### Materials provided ###

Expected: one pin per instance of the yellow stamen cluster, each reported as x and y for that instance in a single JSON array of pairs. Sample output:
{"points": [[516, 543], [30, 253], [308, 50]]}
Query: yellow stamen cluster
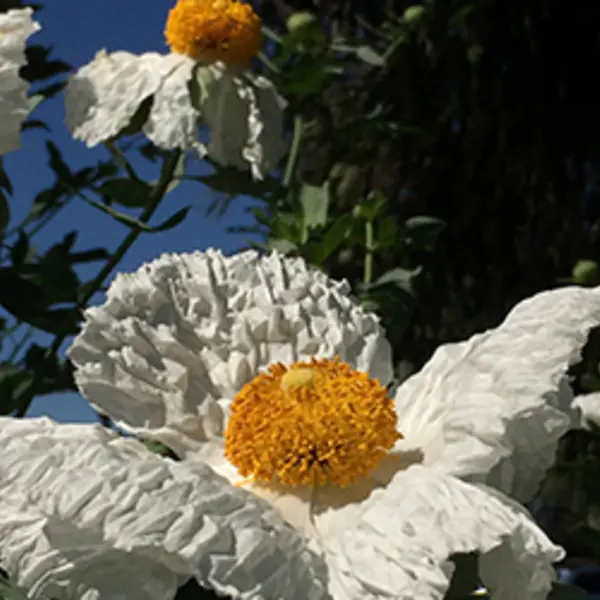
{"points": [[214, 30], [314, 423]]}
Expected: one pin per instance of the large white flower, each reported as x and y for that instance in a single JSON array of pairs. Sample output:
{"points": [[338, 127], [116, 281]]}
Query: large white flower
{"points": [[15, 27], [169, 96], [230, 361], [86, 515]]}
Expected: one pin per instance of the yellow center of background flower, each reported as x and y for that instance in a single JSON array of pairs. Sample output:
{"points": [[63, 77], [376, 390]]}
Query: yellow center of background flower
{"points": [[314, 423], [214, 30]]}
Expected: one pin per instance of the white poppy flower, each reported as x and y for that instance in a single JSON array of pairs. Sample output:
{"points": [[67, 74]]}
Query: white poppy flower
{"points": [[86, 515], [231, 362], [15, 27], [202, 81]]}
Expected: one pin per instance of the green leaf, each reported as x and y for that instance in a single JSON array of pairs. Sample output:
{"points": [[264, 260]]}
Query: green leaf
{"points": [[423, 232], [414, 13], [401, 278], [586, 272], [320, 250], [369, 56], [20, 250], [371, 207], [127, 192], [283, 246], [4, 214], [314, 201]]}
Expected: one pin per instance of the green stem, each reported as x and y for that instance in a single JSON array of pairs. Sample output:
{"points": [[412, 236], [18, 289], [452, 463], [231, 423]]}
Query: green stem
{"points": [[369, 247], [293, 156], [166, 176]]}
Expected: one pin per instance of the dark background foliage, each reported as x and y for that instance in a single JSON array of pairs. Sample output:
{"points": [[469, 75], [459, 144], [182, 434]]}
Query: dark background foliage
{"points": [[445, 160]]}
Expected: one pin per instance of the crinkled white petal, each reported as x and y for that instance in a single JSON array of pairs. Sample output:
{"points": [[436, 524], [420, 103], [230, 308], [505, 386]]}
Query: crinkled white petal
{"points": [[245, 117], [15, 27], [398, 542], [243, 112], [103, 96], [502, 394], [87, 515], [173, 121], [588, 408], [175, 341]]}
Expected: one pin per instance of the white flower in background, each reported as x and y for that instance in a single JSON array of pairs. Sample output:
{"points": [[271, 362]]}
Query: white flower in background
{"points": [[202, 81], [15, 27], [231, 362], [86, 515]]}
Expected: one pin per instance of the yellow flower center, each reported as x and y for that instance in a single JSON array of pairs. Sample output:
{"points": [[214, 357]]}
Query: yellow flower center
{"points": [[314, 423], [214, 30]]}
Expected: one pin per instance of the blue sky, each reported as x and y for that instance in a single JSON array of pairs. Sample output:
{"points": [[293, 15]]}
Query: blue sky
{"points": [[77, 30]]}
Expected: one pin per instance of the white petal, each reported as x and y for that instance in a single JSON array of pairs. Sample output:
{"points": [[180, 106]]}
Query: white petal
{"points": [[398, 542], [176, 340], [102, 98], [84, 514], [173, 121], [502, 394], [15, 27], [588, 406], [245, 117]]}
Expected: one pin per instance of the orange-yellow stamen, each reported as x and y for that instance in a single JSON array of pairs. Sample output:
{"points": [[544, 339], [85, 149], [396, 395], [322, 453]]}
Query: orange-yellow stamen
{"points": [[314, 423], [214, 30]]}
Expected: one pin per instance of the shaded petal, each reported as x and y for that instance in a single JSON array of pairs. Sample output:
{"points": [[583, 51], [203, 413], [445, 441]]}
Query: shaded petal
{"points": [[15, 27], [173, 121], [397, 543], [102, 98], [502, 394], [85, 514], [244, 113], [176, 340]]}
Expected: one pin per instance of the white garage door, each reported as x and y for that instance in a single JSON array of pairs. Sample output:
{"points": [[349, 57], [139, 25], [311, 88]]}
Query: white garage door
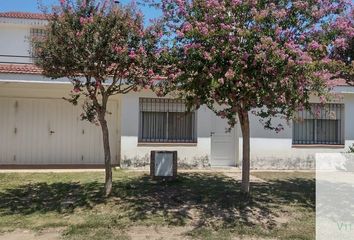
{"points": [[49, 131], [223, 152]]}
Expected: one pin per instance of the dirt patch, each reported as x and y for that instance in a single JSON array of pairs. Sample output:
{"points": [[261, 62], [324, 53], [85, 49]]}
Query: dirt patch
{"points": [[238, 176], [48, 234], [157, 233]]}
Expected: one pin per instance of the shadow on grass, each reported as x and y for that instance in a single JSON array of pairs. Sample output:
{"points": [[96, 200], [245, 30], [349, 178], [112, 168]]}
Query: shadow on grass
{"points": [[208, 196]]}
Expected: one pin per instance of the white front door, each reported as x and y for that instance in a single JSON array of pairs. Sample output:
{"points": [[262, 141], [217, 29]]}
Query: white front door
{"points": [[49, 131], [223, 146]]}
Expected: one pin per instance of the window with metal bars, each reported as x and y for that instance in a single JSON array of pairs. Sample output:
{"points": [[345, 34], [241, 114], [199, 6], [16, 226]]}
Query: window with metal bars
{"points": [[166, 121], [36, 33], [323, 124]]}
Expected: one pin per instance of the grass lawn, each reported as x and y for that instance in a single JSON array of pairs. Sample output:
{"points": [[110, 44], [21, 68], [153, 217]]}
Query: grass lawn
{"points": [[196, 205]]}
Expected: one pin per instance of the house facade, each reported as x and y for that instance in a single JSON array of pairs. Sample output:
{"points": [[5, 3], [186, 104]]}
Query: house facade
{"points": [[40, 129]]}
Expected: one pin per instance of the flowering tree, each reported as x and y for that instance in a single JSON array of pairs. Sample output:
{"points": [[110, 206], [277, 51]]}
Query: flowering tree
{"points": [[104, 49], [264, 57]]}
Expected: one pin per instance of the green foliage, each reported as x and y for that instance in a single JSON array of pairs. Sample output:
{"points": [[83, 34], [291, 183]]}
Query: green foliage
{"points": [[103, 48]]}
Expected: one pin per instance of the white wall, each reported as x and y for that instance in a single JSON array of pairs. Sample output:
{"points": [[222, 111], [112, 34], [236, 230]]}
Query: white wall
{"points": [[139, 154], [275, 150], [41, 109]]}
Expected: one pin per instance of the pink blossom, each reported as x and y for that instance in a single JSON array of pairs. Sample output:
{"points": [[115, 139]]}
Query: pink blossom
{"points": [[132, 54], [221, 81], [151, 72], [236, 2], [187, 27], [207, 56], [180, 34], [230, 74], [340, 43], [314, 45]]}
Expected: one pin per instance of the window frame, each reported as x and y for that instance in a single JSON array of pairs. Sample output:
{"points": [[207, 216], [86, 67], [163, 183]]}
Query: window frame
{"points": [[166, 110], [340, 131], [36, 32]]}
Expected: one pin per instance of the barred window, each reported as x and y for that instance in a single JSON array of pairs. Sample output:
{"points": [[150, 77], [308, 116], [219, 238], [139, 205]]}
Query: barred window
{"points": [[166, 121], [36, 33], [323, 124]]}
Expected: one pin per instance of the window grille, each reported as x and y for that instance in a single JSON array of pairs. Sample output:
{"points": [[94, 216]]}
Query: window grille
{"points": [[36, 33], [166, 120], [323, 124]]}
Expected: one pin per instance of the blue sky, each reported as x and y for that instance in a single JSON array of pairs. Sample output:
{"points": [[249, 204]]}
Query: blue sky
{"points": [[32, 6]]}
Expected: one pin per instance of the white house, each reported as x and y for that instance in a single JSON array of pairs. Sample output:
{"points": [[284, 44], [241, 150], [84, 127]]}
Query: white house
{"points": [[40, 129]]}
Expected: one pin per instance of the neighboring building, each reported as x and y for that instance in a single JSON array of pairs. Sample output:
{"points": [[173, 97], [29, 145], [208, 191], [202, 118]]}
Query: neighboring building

###

What the task requires -> Edit all of the material above, replacing every occurrence of "Sample output" with "Example output" and leaving everything else unchanged. Omit the pictures from your answer.

Output for this task ->
Expected: one pin per instance of the yellow stamen cluster, each reported as x and y for that instance in a single JSON array of pairs. Example output:
{"points": [[516, 543], [30, 253], [308, 50]]}
Query: yellow stamen cluster
{"points": [[214, 30], [314, 423]]}
Expected: one pin per instance of the large white flower, each reported as x and y for that instance in a single JSON array of pairs. Example output:
{"points": [[338, 127], [116, 281]]}
Query: large white flower
{"points": [[15, 27], [169, 96], [230, 361], [86, 515]]}
Expected: one pin per instance of the yellow center of background flower, each reported as x and y for that instance in a single JSON array of pairs. Example output:
{"points": [[63, 77], [376, 390]]}
Query: yellow center of background flower
{"points": [[314, 423], [214, 30]]}
Expected: one pin per instance of the white poppy flower, each reported as x and y for that instance in a single JSON array of pairs. Example output:
{"points": [[67, 74]]}
Query: white poppy flower
{"points": [[86, 515], [231, 362], [15, 27], [202, 81]]}
Expected: one pin per instance of the green leaf, each reported as x and y for that instance in a single JSON array of pairs. Example output:
{"points": [[264, 260]]}
Query: green leaf
{"points": [[423, 232], [414, 13], [401, 278], [586, 272], [320, 250], [369, 56], [20, 250], [371, 207], [127, 192], [283, 246], [4, 214], [314, 201]]}
Expected: one pin per instance of the green stem, each reported as x and y for that instance in a single JSON array of pairs. Example output:
{"points": [[412, 236], [18, 289], [452, 463], [231, 423]]}
Query: green stem
{"points": [[369, 247], [293, 156], [166, 176]]}
Expected: one pin per instance of the dark background foliage, each reported as x and y for that instance in a single JSON array of pairs. Example output:
{"points": [[469, 75], [459, 144], [182, 434]]}
Query: dark background foliage
{"points": [[445, 160]]}
Expected: one pin per instance of the crinkled white petal, each reported as x and y for that instance in a single JSON array of pairs. Example output:
{"points": [[436, 524], [420, 103], [230, 308], [505, 386]]}
Query: crinkled white petal
{"points": [[245, 117], [15, 27], [398, 542], [243, 112], [103, 96], [502, 394], [87, 515], [173, 121], [588, 408], [175, 341]]}
Expected: one pin per instance of the white flower in background, each reported as x and y for that instance in a single JSON array of pairs. Example output:
{"points": [[271, 362]]}
Query: white flower in background
{"points": [[202, 81], [15, 27], [231, 362], [86, 515]]}
Expected: one pin per instance of the yellow flower center, each reported as x and y for that instance in a single JSON array of pairs. Example output:
{"points": [[214, 357]]}
Query: yellow flower center
{"points": [[314, 423], [214, 30]]}
Expected: one pin per instance of the blue sky, each reported as x and y for that instance in a single JSON array of pairs. Example output:
{"points": [[293, 15]]}
Query: blue sky
{"points": [[77, 30]]}
Expected: one pin per instance of the white petal, each reported as x and y for that instance in a single JSON array of pairs. Example output:
{"points": [[180, 106]]}
Query: white petal
{"points": [[398, 542], [176, 340], [102, 98], [84, 514], [173, 121], [502, 394], [15, 27], [588, 406], [245, 117]]}
Expected: one pin per instance of the orange-yellow stamen, each reported as x and y for that instance in a single JSON array of pairs. Example output:
{"points": [[544, 339], [85, 149], [396, 395], [322, 453]]}
Query: orange-yellow stamen
{"points": [[314, 423], [214, 30]]}
Expected: one pin per instance of the shaded petal, each reported as x and y for that instance in a single JSON array of pairs. Example output:
{"points": [[583, 51], [203, 413], [445, 441]]}
Query: shaded petal
{"points": [[15, 27], [173, 121], [397, 543], [102, 98], [502, 394], [85, 514], [244, 113], [176, 340]]}
Expected: one pin per instance of the white garage door, each reported as x and y for that instance in a single JSON array of pairs. Example output:
{"points": [[349, 57], [139, 25], [311, 88]]}
Query: white garage door
{"points": [[49, 131], [223, 152]]}
Expected: one pin per instance of the dirt patch, each reported as x and y for that instance in a single JSON array of pairs. Example output:
{"points": [[261, 62], [324, 53], [85, 49]]}
Query: dirt patch
{"points": [[238, 176], [48, 234], [157, 233]]}
Expected: one pin per instance of the shadow on grass, each reported as x and y for that instance in a single JSON array of pairs. Example output:
{"points": [[96, 200], [245, 30], [349, 178], [112, 168]]}
Query: shadow on grass
{"points": [[208, 196]]}
Expected: one pin per instance of the white front door, each reported as x and y for that instance in a single JSON array of pairs. Example output:
{"points": [[262, 141], [217, 29]]}
Query: white front door
{"points": [[49, 131], [223, 146]]}
Expected: one pin per instance of the window with metal bars, each reported as x and y for that instance in a single JSON array of pairs. Example output:
{"points": [[345, 34], [241, 114], [199, 6], [16, 226]]}
Query: window with metal bars
{"points": [[166, 121], [36, 33], [323, 124]]}
Expected: one pin per instance of the grass lawn, each reported as x and y for that instance in a single JSON array of pairs. Example output:
{"points": [[110, 44], [21, 68], [153, 217]]}
Query: grass lawn
{"points": [[196, 205]]}
Expected: one pin per instance of the house facade, each reported as x and y for that instance in a single JSON array of pairs. Example output:
{"points": [[5, 3], [186, 104]]}
Query: house facade
{"points": [[40, 129]]}
Expected: one pin per instance of the flowering tree, each reported as x and y for that instance in a single JSON array of pairs. Example output:
{"points": [[110, 206], [277, 51]]}
Query: flowering tree
{"points": [[104, 49], [264, 57]]}
Expected: one pin per instance of the green foliage, each reported as x and y for that instance in a single JSON array of pairs. Example output:
{"points": [[83, 34], [291, 183]]}
Query: green foliage
{"points": [[103, 48]]}
Expected: one pin per instance of the white wall, each reported as x and y for that instance in a single JSON array of pairs. Example output:
{"points": [[222, 111], [112, 34], [236, 230]]}
Query: white wall
{"points": [[139, 154], [275, 150], [41, 109]]}
Expected: one pin per instance of the pink blossom, each reported as x and y for that instance in a single JSON array of pairs. Example output:
{"points": [[115, 139]]}
Query: pink blossom
{"points": [[132, 54], [221, 81], [151, 72], [236, 2], [187, 27], [207, 56], [180, 34], [230, 74], [340, 43], [314, 45]]}
Expected: one pin per instance of the window frame, each reported as x and y for that instance in a single JSON array of pairs. Example output:
{"points": [[207, 216], [86, 67], [163, 183]]}
Query: window frame
{"points": [[166, 110], [340, 131], [36, 32]]}
Expected: one pin per instance of the barred window, each reported as x and y for that instance in a single JSON array of pairs. Example output:
{"points": [[150, 77], [308, 116], [219, 238], [139, 205]]}
Query: barred window
{"points": [[166, 121], [36, 33], [323, 124]]}
Expected: one pin per instance of the window grille, each reported as x and y for that instance in a single JSON array of pairs. Example output:
{"points": [[94, 216]]}
Query: window grille
{"points": [[36, 33], [166, 120], [323, 124]]}
Expected: one pin per instance of the blue sky, each reported as x and y for that instance in a single JSON array of pairs. Example output:
{"points": [[249, 204]]}
Query: blue sky
{"points": [[32, 6]]}
Expected: one pin per instance of the white house, each reported as x and y for that instance in a single JSON array of pairs. Example output:
{"points": [[284, 44], [241, 150], [84, 127]]}
Query: white house
{"points": [[40, 129]]}
Expected: one pin per instance of the neighboring building, each reported as x and y for that instance in a single JSON array of pairs. Example output:
{"points": [[173, 97], [29, 145], [208, 191], [202, 118]]}
Query: neighboring building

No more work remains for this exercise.